(Coordinate annotation records)
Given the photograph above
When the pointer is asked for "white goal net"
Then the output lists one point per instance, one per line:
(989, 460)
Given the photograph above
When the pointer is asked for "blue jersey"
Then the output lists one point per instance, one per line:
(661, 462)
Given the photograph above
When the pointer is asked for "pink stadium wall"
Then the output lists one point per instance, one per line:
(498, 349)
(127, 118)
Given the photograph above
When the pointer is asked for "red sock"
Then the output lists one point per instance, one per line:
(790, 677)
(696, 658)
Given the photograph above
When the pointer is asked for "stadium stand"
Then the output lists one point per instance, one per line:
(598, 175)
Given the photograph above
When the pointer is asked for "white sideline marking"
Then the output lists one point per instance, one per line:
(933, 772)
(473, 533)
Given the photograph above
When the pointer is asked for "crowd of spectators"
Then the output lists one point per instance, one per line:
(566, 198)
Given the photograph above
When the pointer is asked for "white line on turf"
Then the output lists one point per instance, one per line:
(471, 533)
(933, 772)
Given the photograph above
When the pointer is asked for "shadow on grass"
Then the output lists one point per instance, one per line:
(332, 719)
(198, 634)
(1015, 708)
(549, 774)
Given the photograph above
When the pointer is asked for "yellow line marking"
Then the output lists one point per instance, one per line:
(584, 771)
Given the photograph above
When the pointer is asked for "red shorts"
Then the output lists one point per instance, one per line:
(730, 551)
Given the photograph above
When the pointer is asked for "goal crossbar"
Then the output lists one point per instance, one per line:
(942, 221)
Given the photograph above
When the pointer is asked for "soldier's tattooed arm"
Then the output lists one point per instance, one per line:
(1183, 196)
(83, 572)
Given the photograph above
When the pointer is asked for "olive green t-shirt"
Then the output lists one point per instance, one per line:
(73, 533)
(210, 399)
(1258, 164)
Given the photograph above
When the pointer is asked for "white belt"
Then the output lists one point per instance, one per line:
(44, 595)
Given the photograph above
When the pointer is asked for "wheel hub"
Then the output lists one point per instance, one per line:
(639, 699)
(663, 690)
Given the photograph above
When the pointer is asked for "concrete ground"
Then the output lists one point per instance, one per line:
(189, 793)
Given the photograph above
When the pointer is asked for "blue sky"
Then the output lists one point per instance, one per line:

Exercise description: Return every one of the lines above that contains the word "goal". Case counts.

Finished exercise:
When the pointer is asked for "white goal net"
When the pointer is asked for "goal crossbar"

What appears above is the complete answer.